Local researchers recently presented data showing that the ordinary person, and not the taxation financed health system, is the main financial beneficiary of community water fluoridation.

Their research confirmed that community water fluoridation in New Zealand is highly cost-effective for all but the smallest communities. This study updates previous evaluations by including data for adults – previous studies were limited to children. It also corrected for under-estimation of averted dental restoration costs in a previous study.

The authors also make the point that an update is necessary because:

“Sound public health practice requires periodic re-evaluation of interventions’ benefits and costs.”

The results are reported in the paper:

Moore, D., Poynton, M., Broadbent, J. M., & Thomson, W. M. (2017). The costs and benefits of water fluoridation in NZ. BMC Oral Health, 17(1), 134.

Community size

As with previous studies, the results confirmed that fluoridation is not cost effective for very small communities because of the capital cost of fluoridation plants and the use of sodium fluoride instead of fluorosilicic acid as the fluoridating chemical in small plants. However:

“For ‘minor’ through to ‘large’ plants, there is a net cost saving. For a ‘large’ plant supplying 50,000 people, the cost offsets are over 20 times the cost of fluoridation. The break-even point appears to be reached by ‘minor’ plants supplying a population over 500.”

## Record set
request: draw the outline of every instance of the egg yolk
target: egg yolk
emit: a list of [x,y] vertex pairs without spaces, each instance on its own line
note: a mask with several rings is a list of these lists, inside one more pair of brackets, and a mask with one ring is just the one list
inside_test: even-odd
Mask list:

## Required work
Copy out the entire passage above on the costs and benefits of water fluoridation in New Zealand, word for word.

## Result of this exercise
Local researchers recently presented data showing that the ordinary person, and not the taxation financed health system, is the main financial beneficiary of community water fluoridation.

Their research confirmed that community water fluoridation in New Zealand is highly cost-effective for all but the smallest communities. This study updates previous evaluations by including data for adults – previous studies were limited to children. It also corrected for under-estimation of averted dental restoration costs in a previous study.

The authors also make the point that an update is necessary because:

“Sound public health practice requires periodic re-evaluation of interventions’ benefits and costs.”

The results are reported in the paper:

Moore, D., Poynton, M., Broadbent, J. M., & Thomson, W. M. (2017). The costs and benefits of water fluoridation in NZ. BMC Oral Health, 17(1), 134.

Community size

As with previous studies, the results confirmed that fluoridation is not cost effective for very small communities because of the capital cost of fluoridation plants and the use of sodium fluoride instead of fluorosilicic acid as the fluoridating chemical in small plants. However:

“For ‘minor’ through to ‘large’ plants, there is a net cost saving. For a ‘large’ plant supplying 50,000 people, the cost offsets are over 20 times the cost of fluoridation. The break-even point appears to be reached by ‘minor’ plants supplying a population over 500.”